:: INPUT RECORDS ::
::::::::::
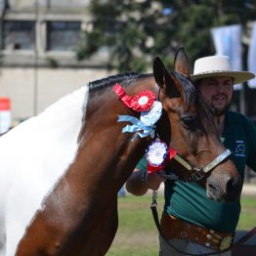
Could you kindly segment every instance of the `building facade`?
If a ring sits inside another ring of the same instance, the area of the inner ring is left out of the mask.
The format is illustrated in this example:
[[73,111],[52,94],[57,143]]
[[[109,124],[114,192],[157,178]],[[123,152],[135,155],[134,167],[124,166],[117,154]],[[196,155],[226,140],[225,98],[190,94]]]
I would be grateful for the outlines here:
[[62,96],[108,75],[106,54],[78,62],[90,29],[87,0],[0,0],[0,97],[13,122],[41,112]]

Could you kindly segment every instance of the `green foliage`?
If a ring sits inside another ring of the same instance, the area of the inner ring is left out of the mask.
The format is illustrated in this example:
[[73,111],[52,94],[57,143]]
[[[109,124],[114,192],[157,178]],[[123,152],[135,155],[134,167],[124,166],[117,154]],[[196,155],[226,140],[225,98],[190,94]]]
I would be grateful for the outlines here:
[[214,54],[210,29],[253,21],[255,1],[248,0],[94,0],[92,30],[84,34],[77,59],[90,58],[103,47],[107,66],[119,71],[145,71],[159,56],[171,68],[174,52],[184,46],[191,63]]

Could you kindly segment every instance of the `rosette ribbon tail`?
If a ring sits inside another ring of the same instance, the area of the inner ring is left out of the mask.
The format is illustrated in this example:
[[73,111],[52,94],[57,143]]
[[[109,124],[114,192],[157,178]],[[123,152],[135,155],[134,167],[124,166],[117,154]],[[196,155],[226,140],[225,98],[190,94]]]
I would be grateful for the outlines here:
[[133,125],[126,125],[122,129],[122,133],[134,133],[135,136],[131,141],[134,141],[138,136],[141,138],[145,138],[147,136],[154,137],[154,126],[153,125],[146,125],[140,119],[130,116],[130,115],[118,115],[117,122],[131,122]]

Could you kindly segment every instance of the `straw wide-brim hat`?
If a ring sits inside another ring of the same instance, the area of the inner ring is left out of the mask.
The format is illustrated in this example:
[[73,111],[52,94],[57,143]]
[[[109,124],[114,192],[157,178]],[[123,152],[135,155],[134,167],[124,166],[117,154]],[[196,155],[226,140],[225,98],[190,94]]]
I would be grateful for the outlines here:
[[192,81],[216,76],[232,77],[234,84],[240,84],[255,77],[248,71],[232,70],[228,56],[209,56],[194,62],[193,74],[191,75]]

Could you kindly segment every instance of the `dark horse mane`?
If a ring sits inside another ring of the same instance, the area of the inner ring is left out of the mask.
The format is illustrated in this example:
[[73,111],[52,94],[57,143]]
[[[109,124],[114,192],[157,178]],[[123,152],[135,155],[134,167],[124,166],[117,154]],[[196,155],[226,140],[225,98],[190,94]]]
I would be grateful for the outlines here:
[[[181,81],[183,85],[183,94],[185,105],[189,108],[193,105],[196,99],[194,86],[188,82],[187,78],[178,72],[173,72],[175,77]],[[108,89],[115,83],[122,83],[123,87],[131,85],[134,81],[151,76],[152,74],[141,74],[137,72],[125,72],[123,74],[110,75],[108,77],[89,82],[89,98],[93,97],[96,93]]]
[[123,74],[110,75],[89,83],[89,94],[93,96],[96,92],[106,90],[115,83],[122,83],[122,86],[128,86],[133,81],[151,76],[151,74],[141,74],[137,72],[125,72]]

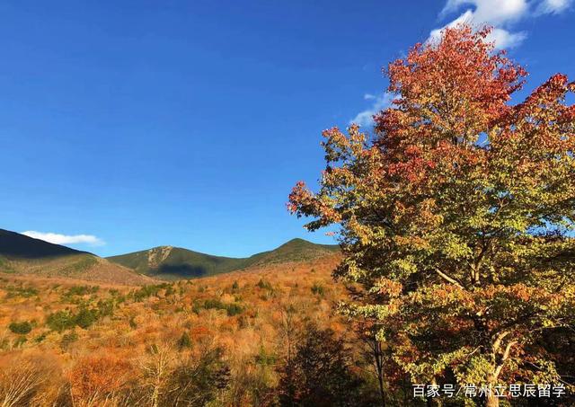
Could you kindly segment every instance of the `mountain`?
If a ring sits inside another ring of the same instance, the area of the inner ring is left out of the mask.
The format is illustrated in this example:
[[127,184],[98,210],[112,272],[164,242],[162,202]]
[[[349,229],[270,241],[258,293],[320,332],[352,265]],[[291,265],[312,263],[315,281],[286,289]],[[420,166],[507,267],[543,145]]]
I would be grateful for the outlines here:
[[337,245],[293,239],[277,249],[246,258],[214,256],[180,247],[160,246],[107,259],[150,277],[179,279],[212,276],[251,266],[308,261],[338,251]]
[[67,277],[111,284],[146,284],[139,275],[87,252],[0,229],[0,276]]

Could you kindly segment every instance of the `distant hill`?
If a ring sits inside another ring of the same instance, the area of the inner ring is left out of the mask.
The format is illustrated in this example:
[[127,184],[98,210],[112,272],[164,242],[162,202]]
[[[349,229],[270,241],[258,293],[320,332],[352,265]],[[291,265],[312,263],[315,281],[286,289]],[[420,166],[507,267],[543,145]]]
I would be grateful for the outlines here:
[[160,246],[107,259],[156,279],[180,279],[213,276],[251,266],[304,261],[338,250],[337,245],[293,239],[277,249],[246,258],[214,256],[180,247]]
[[0,229],[0,276],[68,277],[112,284],[146,284],[151,279],[87,252]]

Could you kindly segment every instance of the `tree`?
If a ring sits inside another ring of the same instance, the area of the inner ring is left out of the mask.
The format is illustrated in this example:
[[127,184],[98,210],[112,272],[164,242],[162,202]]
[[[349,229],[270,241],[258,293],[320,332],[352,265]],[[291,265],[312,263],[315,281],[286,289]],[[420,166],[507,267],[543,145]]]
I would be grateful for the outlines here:
[[537,341],[573,324],[575,84],[512,104],[526,73],[489,32],[447,29],[391,63],[373,137],[325,130],[321,189],[289,197],[308,229],[341,226],[335,277],[365,292],[347,311],[381,323],[413,382],[566,380]]

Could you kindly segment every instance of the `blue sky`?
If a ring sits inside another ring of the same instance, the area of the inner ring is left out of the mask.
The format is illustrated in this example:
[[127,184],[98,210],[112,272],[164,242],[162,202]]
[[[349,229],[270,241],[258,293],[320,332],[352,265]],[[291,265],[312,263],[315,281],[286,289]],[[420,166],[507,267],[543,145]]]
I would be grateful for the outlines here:
[[454,21],[496,27],[526,90],[575,78],[567,0],[0,1],[0,227],[111,255],[243,256],[309,234],[321,131],[367,125],[381,66]]

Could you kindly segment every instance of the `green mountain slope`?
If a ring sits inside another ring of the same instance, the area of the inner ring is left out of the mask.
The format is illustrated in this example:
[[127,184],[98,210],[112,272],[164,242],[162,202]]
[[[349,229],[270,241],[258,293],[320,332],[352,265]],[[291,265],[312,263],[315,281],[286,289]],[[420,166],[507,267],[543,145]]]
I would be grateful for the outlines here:
[[0,229],[0,276],[64,277],[111,284],[146,284],[150,279],[87,252]]
[[312,260],[338,250],[337,245],[315,244],[303,239],[294,239],[275,250],[247,258],[213,256],[179,247],[160,246],[109,257],[108,260],[150,277],[179,279],[212,276],[250,266]]

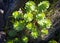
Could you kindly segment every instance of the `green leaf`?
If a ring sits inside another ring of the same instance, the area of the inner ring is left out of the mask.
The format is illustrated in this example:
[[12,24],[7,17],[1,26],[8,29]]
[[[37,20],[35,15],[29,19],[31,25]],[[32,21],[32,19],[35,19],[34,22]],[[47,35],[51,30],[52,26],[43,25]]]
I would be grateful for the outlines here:
[[31,32],[31,36],[32,36],[34,39],[36,39],[36,38],[38,38],[39,34],[38,34],[37,31]]
[[12,16],[13,16],[15,19],[20,19],[20,18],[23,18],[23,13],[18,12],[18,11],[15,11],[15,12],[13,12]]
[[51,40],[51,41],[49,41],[49,43],[58,43],[58,42],[55,40]]
[[28,23],[26,25],[27,29],[30,30],[30,31],[36,31],[36,26],[33,24],[33,23]]
[[26,36],[24,36],[23,38],[22,38],[22,41],[24,42],[24,43],[28,43],[28,37],[26,37]]
[[17,32],[16,32],[15,30],[10,30],[10,31],[8,32],[8,35],[9,35],[10,37],[15,37],[15,36],[17,35]]
[[49,2],[48,1],[42,1],[38,4],[38,12],[45,12],[49,8]]
[[27,14],[25,14],[25,15],[24,15],[24,20],[25,20],[26,22],[32,21],[32,20],[33,20],[33,14],[32,14],[32,13],[27,13]]
[[8,40],[7,43],[14,43],[14,41],[13,40]]
[[33,1],[28,1],[25,5],[25,9],[27,12],[31,12],[35,10],[35,3]]
[[42,34],[45,34],[45,35],[47,35],[49,33],[47,29],[42,29],[41,32],[42,32]]
[[38,20],[37,21],[40,26],[43,28],[50,28],[52,25],[52,22],[50,19],[43,19],[43,20]]
[[44,14],[44,13],[37,14],[37,15],[36,15],[36,19],[37,19],[37,20],[45,19],[45,14]]
[[20,43],[21,41],[20,41],[20,39],[19,38],[15,38],[14,39],[14,43]]
[[14,29],[17,31],[21,31],[25,28],[25,21],[16,21],[13,25]]

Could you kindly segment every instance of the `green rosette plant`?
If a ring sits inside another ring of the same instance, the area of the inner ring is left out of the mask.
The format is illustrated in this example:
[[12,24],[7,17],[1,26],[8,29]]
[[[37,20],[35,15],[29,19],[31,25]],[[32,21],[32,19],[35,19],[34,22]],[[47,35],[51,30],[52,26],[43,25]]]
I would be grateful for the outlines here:
[[[38,4],[38,6],[36,6],[33,1],[28,1],[24,7],[26,10],[25,13],[18,11],[13,12],[13,18],[15,20],[17,19],[13,23],[13,29],[17,32],[28,30],[30,31],[29,36],[33,37],[34,39],[38,38],[39,36],[42,37],[42,35],[48,35],[48,29],[51,27],[52,22],[46,17],[44,12],[47,11],[49,5],[50,4],[48,1],[42,1]],[[25,33],[23,34],[24,36],[26,35]],[[28,43],[28,37],[22,38],[22,41],[24,43]]]

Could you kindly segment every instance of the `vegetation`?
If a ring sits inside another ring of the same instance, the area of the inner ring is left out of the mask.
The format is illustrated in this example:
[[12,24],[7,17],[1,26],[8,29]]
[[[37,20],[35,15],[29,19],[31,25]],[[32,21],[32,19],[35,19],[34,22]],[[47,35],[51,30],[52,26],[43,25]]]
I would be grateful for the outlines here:
[[28,1],[24,7],[25,13],[22,10],[14,11],[12,13],[13,29],[9,31],[8,36],[17,38],[9,40],[7,43],[28,43],[29,37],[43,39],[48,35],[48,29],[52,26],[52,22],[46,17],[45,12],[49,6],[48,1],[42,1],[38,5],[34,1]]

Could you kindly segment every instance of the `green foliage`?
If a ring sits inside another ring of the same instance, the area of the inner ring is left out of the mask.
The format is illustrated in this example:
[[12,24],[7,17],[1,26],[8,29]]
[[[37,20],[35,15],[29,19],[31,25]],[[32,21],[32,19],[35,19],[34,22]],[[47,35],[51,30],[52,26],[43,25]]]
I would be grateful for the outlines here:
[[28,37],[24,36],[24,37],[22,38],[22,41],[23,41],[23,43],[28,43]]
[[20,39],[19,38],[15,38],[14,39],[14,43],[20,43],[21,41],[20,41]]
[[49,8],[49,2],[48,1],[43,1],[38,4],[38,12],[45,12]]
[[18,12],[18,11],[15,11],[12,16],[15,18],[15,19],[20,19],[20,18],[23,18],[23,13],[22,12]]
[[17,30],[17,31],[21,31],[24,29],[24,26],[25,26],[25,21],[21,20],[21,21],[16,21],[13,25],[14,29]]
[[15,37],[16,34],[17,34],[17,32],[16,32],[15,30],[10,30],[10,31],[8,32],[8,35],[9,35],[10,37]]
[[[21,13],[19,11],[13,12],[12,16],[16,20],[13,23],[13,29],[19,33],[20,31],[24,30],[25,32],[28,30],[28,32],[30,32],[29,36],[34,39],[41,36],[41,34],[47,35],[49,33],[47,28],[51,27],[52,22],[46,17],[44,12],[49,8],[49,5],[48,1],[42,1],[38,4],[38,6],[36,6],[33,1],[28,1],[24,7],[26,11],[25,13]],[[9,32],[9,36],[15,36],[14,32],[12,34],[11,33],[12,32]],[[20,35],[22,33],[20,33]],[[22,38],[22,43],[28,43],[28,37],[25,36],[25,33],[23,33],[23,35],[24,37]],[[19,41],[18,38],[16,38],[15,41],[16,43],[19,43],[17,42]]]
[[25,5],[26,12],[32,12],[36,9],[35,3],[33,1],[28,1]]
[[24,15],[24,20],[25,20],[26,22],[32,21],[32,20],[33,20],[33,14],[32,14],[32,13],[27,13],[27,14],[25,14],[25,15]]
[[58,43],[58,42],[55,40],[51,40],[51,41],[49,41],[49,43]]
[[6,43],[13,43],[13,40],[8,40]]
[[33,31],[33,32],[31,32],[31,36],[32,36],[34,39],[36,39],[36,38],[38,38],[39,34],[38,34],[37,31]]

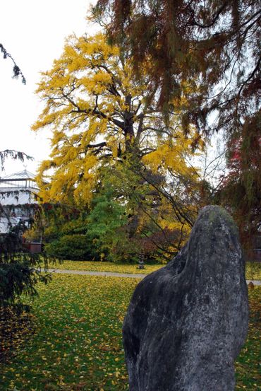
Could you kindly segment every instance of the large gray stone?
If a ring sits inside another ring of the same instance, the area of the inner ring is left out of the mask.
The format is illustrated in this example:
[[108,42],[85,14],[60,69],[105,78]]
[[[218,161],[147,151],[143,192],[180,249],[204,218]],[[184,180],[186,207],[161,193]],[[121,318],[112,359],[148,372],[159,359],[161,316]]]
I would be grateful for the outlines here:
[[205,206],[186,245],[133,293],[123,324],[130,391],[233,391],[248,323],[237,229]]

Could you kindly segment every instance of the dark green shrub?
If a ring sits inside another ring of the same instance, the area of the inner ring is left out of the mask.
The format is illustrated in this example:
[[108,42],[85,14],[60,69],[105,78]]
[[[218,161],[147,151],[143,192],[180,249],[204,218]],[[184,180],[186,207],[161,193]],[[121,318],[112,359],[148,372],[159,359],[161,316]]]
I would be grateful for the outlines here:
[[85,235],[64,235],[45,245],[45,251],[50,257],[61,259],[90,260],[92,259],[90,243]]

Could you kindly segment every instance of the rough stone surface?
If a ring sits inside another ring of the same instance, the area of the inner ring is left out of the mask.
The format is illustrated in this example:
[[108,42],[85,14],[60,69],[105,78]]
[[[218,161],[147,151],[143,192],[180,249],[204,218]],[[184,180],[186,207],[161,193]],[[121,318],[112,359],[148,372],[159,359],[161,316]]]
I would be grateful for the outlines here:
[[205,206],[179,254],[137,286],[123,324],[130,391],[233,391],[248,322],[230,216]]

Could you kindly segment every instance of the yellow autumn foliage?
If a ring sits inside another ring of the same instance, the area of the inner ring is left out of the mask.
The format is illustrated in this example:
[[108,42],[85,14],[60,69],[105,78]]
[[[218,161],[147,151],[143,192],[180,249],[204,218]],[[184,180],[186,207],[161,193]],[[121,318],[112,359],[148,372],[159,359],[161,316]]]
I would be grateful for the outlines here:
[[186,158],[198,135],[193,129],[183,134],[180,107],[166,124],[145,66],[140,72],[137,80],[130,53],[120,57],[102,33],[68,37],[37,90],[44,107],[32,129],[52,130],[50,158],[37,176],[44,202],[89,204],[99,168],[127,155],[135,154],[152,171],[192,175]]

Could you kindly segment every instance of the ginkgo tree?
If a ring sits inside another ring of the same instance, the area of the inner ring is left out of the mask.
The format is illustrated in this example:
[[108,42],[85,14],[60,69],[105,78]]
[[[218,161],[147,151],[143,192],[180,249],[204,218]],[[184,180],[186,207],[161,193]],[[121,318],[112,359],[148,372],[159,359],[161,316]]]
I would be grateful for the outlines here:
[[[45,105],[32,129],[47,127],[52,131],[50,158],[42,162],[38,173],[45,202],[90,206],[102,182],[102,168],[119,168],[120,173],[126,166],[126,172],[135,173],[128,194],[124,197],[123,190],[121,197],[119,187],[116,192],[117,199],[126,206],[137,189],[139,173],[143,173],[140,185],[147,182],[148,173],[159,174],[167,182],[170,171],[197,180],[186,161],[193,153],[193,146],[200,144],[199,135],[193,129],[184,135],[180,126],[186,95],[173,100],[166,121],[145,64],[137,80],[130,53],[108,45],[101,33],[67,39],[63,54],[42,74],[37,91]],[[191,88],[188,82],[188,91]],[[152,185],[146,183],[155,204]],[[184,225],[186,219],[178,223]]]

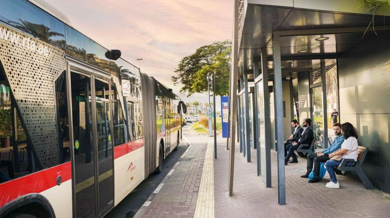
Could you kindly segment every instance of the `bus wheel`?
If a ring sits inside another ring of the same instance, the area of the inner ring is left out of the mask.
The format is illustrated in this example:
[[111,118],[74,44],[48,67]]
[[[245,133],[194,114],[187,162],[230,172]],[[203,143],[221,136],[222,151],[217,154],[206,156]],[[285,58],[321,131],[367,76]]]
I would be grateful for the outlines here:
[[14,213],[10,216],[7,216],[5,218],[37,218],[36,216],[30,215],[30,214],[26,214],[25,213]]
[[156,169],[156,172],[160,174],[163,171],[163,160],[164,159],[163,154],[163,146],[160,144],[160,149],[158,152],[158,166]]

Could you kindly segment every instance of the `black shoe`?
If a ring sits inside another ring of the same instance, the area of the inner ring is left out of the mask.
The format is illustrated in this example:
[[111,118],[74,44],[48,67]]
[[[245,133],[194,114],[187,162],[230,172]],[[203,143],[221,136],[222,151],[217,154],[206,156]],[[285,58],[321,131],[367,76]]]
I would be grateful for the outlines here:
[[309,183],[314,183],[315,182],[318,182],[319,181],[319,180],[317,180],[317,179],[315,179],[313,178],[309,180],[309,181],[307,181],[307,182]]
[[302,176],[301,176],[301,178],[309,178],[309,174],[310,174],[307,173],[305,173],[305,174],[302,175]]

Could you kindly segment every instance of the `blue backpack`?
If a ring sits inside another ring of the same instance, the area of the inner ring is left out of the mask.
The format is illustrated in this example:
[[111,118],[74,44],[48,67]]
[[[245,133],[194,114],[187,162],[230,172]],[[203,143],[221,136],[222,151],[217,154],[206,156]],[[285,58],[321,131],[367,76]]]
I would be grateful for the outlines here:
[[[324,163],[323,162],[321,162],[319,163],[319,178],[318,179],[321,180],[324,178],[325,176],[325,174],[326,173],[326,169],[324,167]],[[309,179],[311,180],[313,178],[313,170],[312,170],[312,172],[309,174]]]

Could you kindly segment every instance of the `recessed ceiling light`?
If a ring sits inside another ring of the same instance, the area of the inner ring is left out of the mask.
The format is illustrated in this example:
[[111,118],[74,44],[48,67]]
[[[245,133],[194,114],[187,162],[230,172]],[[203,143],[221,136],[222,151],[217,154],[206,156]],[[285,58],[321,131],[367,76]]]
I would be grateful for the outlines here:
[[320,37],[319,38],[317,38],[315,39],[314,40],[317,41],[324,41],[324,40],[326,40],[327,39],[329,39],[329,37]]

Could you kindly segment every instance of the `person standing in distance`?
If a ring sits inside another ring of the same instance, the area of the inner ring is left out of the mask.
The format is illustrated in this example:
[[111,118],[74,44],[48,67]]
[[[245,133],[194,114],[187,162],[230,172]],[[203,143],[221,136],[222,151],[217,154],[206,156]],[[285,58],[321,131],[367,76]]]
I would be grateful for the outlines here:
[[334,124],[337,122],[337,117],[339,117],[339,112],[336,110],[336,108],[333,109],[333,112],[332,113],[332,115],[331,115],[332,119],[330,120],[330,123],[332,123],[332,122],[333,121],[333,124]]

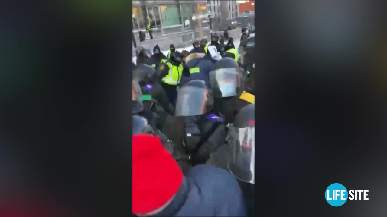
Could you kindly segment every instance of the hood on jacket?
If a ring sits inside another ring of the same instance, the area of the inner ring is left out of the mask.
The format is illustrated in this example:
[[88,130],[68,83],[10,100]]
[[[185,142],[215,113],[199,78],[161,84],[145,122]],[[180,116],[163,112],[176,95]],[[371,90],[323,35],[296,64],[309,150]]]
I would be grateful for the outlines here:
[[203,53],[193,53],[188,55],[185,58],[185,64],[189,68],[197,67],[199,62],[205,56]]
[[156,51],[156,50],[159,50],[159,52],[160,53],[161,53],[161,50],[160,50],[160,47],[159,47],[159,45],[158,44],[156,44],[156,46],[154,46],[154,47],[153,47],[153,53],[154,54],[154,52],[155,51]]

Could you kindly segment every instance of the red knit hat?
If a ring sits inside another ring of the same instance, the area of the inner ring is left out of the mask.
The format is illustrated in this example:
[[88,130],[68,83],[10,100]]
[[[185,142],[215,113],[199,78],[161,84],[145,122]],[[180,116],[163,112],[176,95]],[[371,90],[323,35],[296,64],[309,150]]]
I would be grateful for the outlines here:
[[136,135],[132,138],[132,212],[144,214],[168,202],[180,188],[183,176],[158,137]]

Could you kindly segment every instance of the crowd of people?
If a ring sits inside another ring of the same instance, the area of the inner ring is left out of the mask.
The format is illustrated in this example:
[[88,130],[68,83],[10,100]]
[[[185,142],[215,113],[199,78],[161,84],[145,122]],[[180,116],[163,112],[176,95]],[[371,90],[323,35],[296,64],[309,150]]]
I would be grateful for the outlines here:
[[[137,49],[134,215],[254,216],[253,68],[244,65],[252,61],[238,56],[232,38],[224,40],[214,35],[181,53],[171,44],[166,56],[158,45],[152,53]],[[164,130],[172,117],[173,140]]]

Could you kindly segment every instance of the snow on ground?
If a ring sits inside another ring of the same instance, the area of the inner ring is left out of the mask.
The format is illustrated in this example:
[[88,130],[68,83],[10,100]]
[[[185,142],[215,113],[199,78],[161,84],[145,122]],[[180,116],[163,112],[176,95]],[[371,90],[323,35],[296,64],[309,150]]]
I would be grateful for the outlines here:
[[[252,34],[250,34],[250,36],[254,36],[254,33],[252,33]],[[239,44],[240,44],[240,41],[241,41],[240,38],[237,38],[237,39],[234,39],[234,46],[235,46],[235,47],[236,48],[237,48],[238,47],[239,47]],[[227,44],[227,41],[224,42],[224,44]],[[179,52],[180,52],[180,53],[182,51],[184,51],[184,50],[185,50],[186,51],[189,51],[193,48],[193,47],[192,47],[192,46],[190,46],[189,47],[184,47],[184,48],[176,48],[176,50],[177,51],[179,51]],[[236,49],[236,52],[238,53],[238,49]],[[165,55],[166,56],[167,56],[167,55],[168,55],[168,51],[161,51],[161,52],[163,53],[164,54],[164,55]],[[136,60],[137,59],[137,57],[136,57],[135,56],[133,57],[133,58],[132,58],[132,59],[133,59],[132,61],[133,61],[133,63],[136,63]]]

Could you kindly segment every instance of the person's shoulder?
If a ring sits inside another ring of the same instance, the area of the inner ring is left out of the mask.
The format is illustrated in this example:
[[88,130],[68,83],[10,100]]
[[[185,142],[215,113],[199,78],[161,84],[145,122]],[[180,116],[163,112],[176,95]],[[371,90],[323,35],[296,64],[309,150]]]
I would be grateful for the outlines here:
[[[188,175],[191,176],[195,179],[196,179],[195,178],[198,178],[197,181],[205,183],[206,185],[212,185],[213,184],[216,185],[219,180],[223,180],[222,181],[224,183],[238,185],[235,177],[228,171],[211,165],[197,165],[191,169]],[[209,180],[207,178],[202,178],[205,177],[211,177],[211,181],[208,181]]]

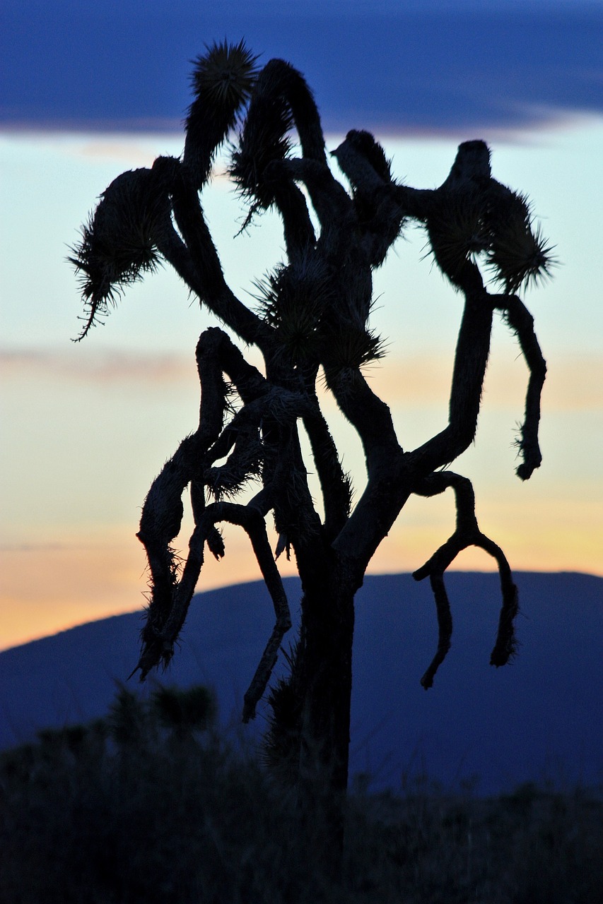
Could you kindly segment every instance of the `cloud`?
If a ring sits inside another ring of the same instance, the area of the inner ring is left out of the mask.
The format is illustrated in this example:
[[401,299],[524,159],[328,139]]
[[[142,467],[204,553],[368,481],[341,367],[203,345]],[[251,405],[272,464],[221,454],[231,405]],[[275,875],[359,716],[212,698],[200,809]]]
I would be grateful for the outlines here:
[[139,352],[97,351],[73,348],[0,350],[0,374],[59,381],[89,381],[101,386],[115,383],[168,383],[196,378],[191,356]]
[[179,131],[189,61],[225,34],[301,69],[328,130],[484,132],[603,113],[598,5],[451,0],[402,10],[383,0],[368,10],[364,0],[300,0],[286,14],[273,3],[249,5],[13,3],[0,38],[0,126]]

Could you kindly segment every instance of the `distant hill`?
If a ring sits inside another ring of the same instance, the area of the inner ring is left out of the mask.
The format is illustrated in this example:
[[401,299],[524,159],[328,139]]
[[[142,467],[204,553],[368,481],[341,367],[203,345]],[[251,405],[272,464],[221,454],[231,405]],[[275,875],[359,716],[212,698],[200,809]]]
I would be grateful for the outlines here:
[[[436,645],[429,587],[409,575],[366,579],[357,598],[352,774],[368,772],[375,786],[394,788],[424,770],[446,786],[479,776],[484,794],[547,778],[603,784],[603,579],[524,572],[516,580],[519,655],[493,669],[498,578],[448,576],[453,645],[426,692],[419,679]],[[285,586],[295,617],[300,585],[287,579]],[[214,687],[223,723],[238,730],[272,623],[261,582],[197,594],[174,665],[160,680]],[[116,681],[136,664],[140,626],[136,612],[1,653],[0,748],[39,728],[104,714]],[[152,682],[129,686],[148,693]]]

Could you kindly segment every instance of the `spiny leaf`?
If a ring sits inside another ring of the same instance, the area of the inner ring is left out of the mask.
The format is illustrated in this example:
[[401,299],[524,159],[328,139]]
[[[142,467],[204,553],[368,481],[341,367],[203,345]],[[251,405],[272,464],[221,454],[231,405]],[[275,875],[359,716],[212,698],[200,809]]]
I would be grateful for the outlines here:
[[68,258],[80,274],[87,307],[80,339],[125,287],[156,269],[160,259],[155,237],[168,204],[167,191],[148,169],[122,173],[101,194]]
::::::::::
:: SHORT TASK ::
Find every line in the data above that contains the word "rosette" and copy each of those lines out in full.

:: EXERCISE RESPONSE ::
Could you kindly segment every instance of the `rosette ribbon tail`?
Could you kindly segment every instance of the `green rosette plant`?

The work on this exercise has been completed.